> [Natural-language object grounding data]
╔══

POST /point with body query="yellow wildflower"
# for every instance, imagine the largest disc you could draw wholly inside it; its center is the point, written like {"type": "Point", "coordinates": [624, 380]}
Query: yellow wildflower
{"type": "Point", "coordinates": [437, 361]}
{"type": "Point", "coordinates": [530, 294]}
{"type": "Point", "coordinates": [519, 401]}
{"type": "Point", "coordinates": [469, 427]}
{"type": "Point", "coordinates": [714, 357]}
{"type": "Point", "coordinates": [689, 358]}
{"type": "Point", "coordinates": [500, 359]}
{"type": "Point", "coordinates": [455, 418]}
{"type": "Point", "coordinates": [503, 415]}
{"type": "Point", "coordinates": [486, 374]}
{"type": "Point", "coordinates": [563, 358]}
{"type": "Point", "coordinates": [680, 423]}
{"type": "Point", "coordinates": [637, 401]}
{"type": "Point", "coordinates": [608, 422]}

╚══

> [Exercise brief] Each record must be copied out exactly and in full.

> [Expected output]
POST /point with body query="yellow wildflower"
# for every instance, imagine the largest disc you could draw wholly inside it; its center is the point, written like {"type": "Point", "coordinates": [624, 380]}
Query: yellow wildflower
{"type": "Point", "coordinates": [437, 361]}
{"type": "Point", "coordinates": [530, 294]}
{"type": "Point", "coordinates": [519, 401]}
{"type": "Point", "coordinates": [469, 427]}
{"type": "Point", "coordinates": [714, 357]}
{"type": "Point", "coordinates": [689, 358]}
{"type": "Point", "coordinates": [500, 359]}
{"type": "Point", "coordinates": [455, 418]}
{"type": "Point", "coordinates": [503, 415]}
{"type": "Point", "coordinates": [486, 374]}
{"type": "Point", "coordinates": [563, 358]}
{"type": "Point", "coordinates": [680, 423]}
{"type": "Point", "coordinates": [637, 401]}
{"type": "Point", "coordinates": [608, 422]}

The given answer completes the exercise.